Messed-up Cap Tables

Even the most well-intentioned founders often end up with a bad cap table. It wreaks havoc on everything from future fundraising to internal team dynamics.

I feel strongly about this topic & have been at its negative receiving end several times. Therefore, consciously dropping some harsh truth bombs in this post.

During my recent India trip, I was introduced to this amazing founding team building in the edtech space. Yes, I know! Byju’s and all. What can I say – I am a true contrarian.

This is a truly gritty team that’s been grinding in the space for several years (starting from their undergrad days at IIT) with minimal capital and seems to have now hit on a game-changing opportunity. They have signed a highly lucrative commercial contract, something that even massively funded companies in their space have been unable to crack.

This team is arguably the perfect example of the founder persona I believe in the most. In fact, these are the kinds of backstories I wait for. Intelligent founders with authentic passion for a large TAM, unique customer insights earned via frugal execution and strong leading signals of perseverance.

As I went through my investing checklist, this deal checked all boxes EXCEPT one. The one whose real importance I have learned only by burning my hands many times. In fact, this item is so important that I ultimately had to pass on investing in this startup because of it.

------------------------------------

→ **Parts of the exercise**
(1) Can you edit the cap table post from "Even the most" up to and including "in this post.", putting "chaos" in place of "havoc"?
(2) How would you say this sentence from the cap table post in Spanish: "Even the most well-intentioned founders often end up with a bad cap table."?
The rows after this point have no connection to the cap table post.

→ **Supplied records**
------------------------------------

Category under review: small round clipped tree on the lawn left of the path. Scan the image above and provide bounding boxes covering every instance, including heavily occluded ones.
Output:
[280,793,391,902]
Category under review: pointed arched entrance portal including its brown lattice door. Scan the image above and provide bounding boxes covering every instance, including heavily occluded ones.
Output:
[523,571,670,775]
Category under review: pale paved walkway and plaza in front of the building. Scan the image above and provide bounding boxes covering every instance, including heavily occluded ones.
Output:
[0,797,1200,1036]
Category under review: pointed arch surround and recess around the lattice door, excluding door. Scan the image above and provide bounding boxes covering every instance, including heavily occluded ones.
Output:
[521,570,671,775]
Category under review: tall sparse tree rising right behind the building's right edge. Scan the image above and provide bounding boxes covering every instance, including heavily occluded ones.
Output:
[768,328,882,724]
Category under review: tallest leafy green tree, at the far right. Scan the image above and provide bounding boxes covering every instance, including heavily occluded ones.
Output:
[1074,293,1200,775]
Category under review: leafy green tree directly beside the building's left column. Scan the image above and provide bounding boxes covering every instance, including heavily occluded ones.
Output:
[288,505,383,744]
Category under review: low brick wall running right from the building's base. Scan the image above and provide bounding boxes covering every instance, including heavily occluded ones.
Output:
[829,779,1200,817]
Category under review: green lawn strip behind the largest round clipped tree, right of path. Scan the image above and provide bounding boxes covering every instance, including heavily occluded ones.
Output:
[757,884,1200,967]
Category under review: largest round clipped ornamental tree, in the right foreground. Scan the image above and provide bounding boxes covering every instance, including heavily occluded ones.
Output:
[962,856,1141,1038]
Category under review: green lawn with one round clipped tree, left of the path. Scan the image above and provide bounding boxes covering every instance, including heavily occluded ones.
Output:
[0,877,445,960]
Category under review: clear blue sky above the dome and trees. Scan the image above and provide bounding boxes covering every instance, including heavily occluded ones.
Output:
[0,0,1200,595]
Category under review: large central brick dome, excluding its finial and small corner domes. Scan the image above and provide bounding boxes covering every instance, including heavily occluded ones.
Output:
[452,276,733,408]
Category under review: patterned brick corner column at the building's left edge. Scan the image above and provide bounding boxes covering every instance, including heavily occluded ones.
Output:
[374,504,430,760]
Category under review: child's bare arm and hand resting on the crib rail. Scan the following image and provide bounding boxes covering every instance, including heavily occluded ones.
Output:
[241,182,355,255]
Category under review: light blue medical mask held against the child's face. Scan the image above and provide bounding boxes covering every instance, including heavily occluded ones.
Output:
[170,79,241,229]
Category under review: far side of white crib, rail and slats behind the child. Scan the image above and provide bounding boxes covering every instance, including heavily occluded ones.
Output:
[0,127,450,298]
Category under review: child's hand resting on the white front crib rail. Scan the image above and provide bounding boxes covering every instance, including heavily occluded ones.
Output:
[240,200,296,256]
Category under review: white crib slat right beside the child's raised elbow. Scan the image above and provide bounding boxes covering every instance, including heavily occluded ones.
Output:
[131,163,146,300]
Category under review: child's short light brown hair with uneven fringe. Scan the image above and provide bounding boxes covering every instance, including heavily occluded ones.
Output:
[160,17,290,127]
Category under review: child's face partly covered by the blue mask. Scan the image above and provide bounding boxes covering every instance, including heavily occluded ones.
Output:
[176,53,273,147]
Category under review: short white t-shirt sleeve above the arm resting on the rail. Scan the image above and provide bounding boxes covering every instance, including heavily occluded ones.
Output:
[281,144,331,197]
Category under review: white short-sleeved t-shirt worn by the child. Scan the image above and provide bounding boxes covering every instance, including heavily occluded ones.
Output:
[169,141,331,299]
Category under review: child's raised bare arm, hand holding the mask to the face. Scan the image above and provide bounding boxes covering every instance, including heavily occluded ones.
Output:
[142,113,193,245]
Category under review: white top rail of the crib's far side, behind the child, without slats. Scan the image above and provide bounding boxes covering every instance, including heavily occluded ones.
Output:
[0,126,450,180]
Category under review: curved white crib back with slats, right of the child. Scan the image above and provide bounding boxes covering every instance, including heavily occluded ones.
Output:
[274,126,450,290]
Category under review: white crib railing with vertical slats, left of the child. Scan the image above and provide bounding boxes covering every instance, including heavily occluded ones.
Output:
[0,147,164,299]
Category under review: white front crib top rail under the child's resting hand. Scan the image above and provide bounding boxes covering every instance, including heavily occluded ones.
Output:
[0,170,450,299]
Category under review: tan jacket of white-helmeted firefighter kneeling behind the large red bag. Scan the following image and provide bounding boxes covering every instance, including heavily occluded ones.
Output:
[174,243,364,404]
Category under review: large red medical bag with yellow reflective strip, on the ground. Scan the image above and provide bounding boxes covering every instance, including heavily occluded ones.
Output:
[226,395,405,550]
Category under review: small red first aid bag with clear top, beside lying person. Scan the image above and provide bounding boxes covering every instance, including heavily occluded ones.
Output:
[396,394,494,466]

------------------------------------

→ **Task solutions**
(1)
Even the most well-intentioned founders often end up with a bad cap table. It wreaks chaos on everything from future fundraising to internal team dynamics.

I feel strongly about this topic & have been at its negative receiving end several times. Therefore, consciously dropping some harsh truth bombs in this post.

(2) Incluso los fundadores con las mejores intenciones suelen terminar con una mala tabla de capitalización.